== Work task ==
Every line in the records below that holds the word "animal" is to be copied.
■ ■ ■ ■ ■ ■ ■
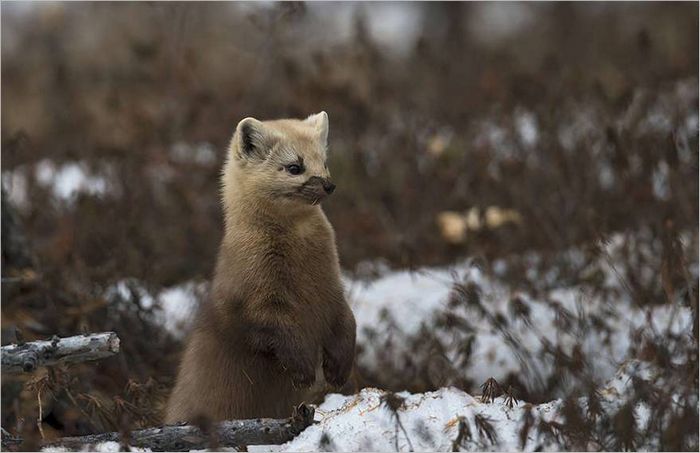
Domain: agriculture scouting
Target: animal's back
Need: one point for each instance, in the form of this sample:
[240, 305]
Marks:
[277, 310]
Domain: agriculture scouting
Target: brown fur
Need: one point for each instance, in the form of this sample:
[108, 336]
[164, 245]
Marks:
[277, 310]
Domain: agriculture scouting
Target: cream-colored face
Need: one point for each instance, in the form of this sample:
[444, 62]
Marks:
[285, 159]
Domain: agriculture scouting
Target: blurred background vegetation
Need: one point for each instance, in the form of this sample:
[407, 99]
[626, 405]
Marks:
[571, 122]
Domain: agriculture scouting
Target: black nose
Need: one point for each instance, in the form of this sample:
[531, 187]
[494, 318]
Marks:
[329, 187]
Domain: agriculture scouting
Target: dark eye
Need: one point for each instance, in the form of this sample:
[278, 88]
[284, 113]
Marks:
[295, 169]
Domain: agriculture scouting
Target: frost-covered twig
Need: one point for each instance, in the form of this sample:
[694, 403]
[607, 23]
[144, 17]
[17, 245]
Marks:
[233, 433]
[29, 356]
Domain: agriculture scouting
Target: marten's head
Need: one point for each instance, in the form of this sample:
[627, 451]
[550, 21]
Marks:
[282, 161]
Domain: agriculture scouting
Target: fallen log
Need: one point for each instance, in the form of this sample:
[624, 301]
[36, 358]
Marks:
[27, 357]
[233, 433]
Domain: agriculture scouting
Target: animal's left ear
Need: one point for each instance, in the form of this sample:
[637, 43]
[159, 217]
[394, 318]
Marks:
[320, 122]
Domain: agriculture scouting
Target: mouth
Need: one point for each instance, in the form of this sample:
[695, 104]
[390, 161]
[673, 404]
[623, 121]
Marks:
[311, 195]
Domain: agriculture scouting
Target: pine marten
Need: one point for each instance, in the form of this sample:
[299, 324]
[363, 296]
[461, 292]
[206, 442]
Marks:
[277, 310]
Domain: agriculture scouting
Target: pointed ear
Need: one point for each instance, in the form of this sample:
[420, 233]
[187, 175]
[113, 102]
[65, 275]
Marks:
[254, 140]
[320, 122]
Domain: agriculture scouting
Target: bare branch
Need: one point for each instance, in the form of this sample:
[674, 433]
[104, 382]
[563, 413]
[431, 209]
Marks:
[29, 356]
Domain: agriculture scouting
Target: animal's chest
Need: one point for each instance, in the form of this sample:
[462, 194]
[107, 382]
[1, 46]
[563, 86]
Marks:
[302, 263]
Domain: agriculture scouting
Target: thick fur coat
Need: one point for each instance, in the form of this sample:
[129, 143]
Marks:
[277, 310]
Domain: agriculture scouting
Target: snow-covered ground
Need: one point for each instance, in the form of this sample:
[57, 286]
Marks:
[445, 420]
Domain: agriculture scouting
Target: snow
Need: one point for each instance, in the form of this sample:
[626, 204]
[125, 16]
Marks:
[432, 421]
[69, 179]
[397, 306]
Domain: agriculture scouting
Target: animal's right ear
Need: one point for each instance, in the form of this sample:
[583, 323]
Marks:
[254, 140]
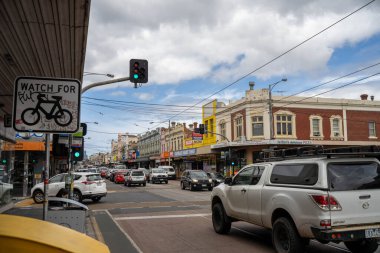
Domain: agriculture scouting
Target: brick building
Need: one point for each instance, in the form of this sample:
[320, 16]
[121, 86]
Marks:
[297, 121]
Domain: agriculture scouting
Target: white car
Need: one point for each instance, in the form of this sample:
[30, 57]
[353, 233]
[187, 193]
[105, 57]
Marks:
[158, 175]
[86, 186]
[169, 170]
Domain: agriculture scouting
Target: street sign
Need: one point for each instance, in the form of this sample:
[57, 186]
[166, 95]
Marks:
[47, 105]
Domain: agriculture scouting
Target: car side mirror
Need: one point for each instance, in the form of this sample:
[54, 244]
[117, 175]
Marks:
[228, 180]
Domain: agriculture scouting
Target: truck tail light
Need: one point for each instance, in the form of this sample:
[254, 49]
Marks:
[325, 223]
[326, 202]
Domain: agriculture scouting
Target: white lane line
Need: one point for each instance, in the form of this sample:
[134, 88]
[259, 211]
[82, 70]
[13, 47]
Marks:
[122, 230]
[163, 216]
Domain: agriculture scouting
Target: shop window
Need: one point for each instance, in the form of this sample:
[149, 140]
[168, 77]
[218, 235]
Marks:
[372, 129]
[316, 127]
[336, 127]
[285, 124]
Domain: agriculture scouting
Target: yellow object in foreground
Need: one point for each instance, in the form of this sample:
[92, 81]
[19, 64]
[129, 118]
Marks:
[27, 235]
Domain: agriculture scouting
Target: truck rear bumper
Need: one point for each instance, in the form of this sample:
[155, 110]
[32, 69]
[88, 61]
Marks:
[346, 234]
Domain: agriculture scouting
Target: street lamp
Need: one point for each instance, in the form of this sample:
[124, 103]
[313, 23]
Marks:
[271, 86]
[99, 74]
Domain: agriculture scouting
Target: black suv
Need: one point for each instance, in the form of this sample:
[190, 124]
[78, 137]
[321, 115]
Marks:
[195, 179]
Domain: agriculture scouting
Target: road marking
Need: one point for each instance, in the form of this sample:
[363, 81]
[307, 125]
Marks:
[97, 231]
[163, 216]
[122, 230]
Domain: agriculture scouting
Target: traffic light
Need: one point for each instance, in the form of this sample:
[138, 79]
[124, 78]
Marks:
[77, 153]
[138, 71]
[201, 128]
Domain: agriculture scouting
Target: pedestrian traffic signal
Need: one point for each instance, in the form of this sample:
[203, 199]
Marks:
[138, 71]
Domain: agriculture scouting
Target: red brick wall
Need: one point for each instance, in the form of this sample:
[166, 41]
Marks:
[357, 124]
[303, 121]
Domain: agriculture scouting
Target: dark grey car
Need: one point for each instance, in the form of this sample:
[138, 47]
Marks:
[195, 179]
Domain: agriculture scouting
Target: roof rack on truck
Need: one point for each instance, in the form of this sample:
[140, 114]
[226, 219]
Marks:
[318, 151]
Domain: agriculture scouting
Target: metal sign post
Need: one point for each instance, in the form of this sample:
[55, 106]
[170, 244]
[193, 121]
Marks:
[46, 175]
[46, 105]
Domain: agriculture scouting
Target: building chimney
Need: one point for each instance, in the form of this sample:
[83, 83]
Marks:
[251, 85]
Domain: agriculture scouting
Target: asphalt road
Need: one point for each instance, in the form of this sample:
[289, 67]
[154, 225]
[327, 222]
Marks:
[164, 218]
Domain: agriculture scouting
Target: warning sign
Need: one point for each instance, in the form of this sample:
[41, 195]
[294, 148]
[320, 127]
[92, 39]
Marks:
[49, 105]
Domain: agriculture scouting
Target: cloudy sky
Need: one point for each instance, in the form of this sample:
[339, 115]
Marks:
[196, 48]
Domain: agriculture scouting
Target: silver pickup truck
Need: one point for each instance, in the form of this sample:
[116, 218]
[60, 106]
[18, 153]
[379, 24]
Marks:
[327, 199]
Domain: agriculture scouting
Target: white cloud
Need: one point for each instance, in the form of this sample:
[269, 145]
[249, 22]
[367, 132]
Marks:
[185, 40]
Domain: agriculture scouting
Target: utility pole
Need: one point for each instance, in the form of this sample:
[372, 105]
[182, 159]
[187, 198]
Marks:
[169, 143]
[271, 86]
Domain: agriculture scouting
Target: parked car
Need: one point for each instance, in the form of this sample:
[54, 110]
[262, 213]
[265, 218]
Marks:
[86, 186]
[216, 177]
[103, 173]
[158, 175]
[195, 179]
[330, 199]
[135, 177]
[146, 172]
[119, 178]
[169, 170]
[5, 193]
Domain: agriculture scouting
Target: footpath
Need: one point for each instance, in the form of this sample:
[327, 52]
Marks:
[98, 225]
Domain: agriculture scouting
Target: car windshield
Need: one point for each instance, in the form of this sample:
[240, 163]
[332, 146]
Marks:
[198, 174]
[120, 167]
[158, 171]
[94, 177]
[216, 176]
[137, 173]
[353, 176]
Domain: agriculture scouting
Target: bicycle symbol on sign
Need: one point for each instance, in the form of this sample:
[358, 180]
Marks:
[62, 117]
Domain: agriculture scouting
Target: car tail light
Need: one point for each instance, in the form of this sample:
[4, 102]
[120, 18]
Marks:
[88, 182]
[326, 202]
[325, 223]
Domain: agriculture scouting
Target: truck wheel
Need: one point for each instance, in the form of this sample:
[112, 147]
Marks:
[77, 196]
[220, 221]
[362, 246]
[285, 237]
[38, 196]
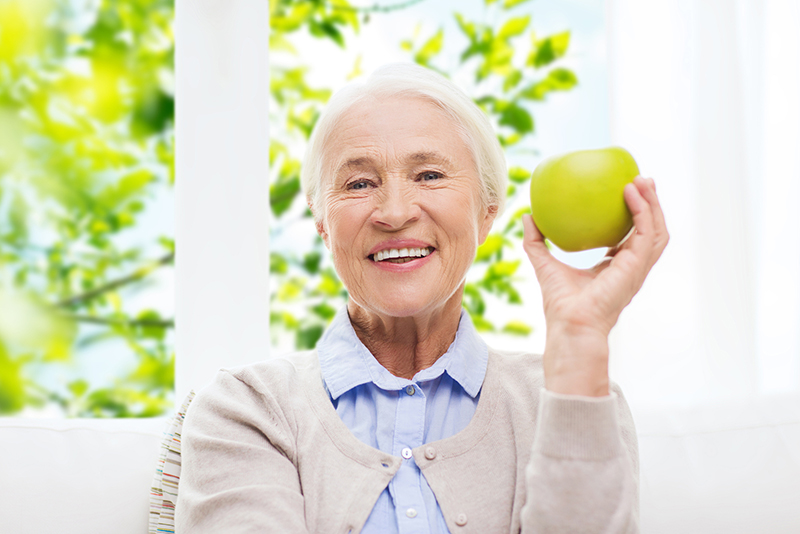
■ ■ ■ ■ ■ ■ ■
== Result for this exercise ==
Target: animal's back
Target: animal's left ear
Target: animal's chest
Target: animal's right ear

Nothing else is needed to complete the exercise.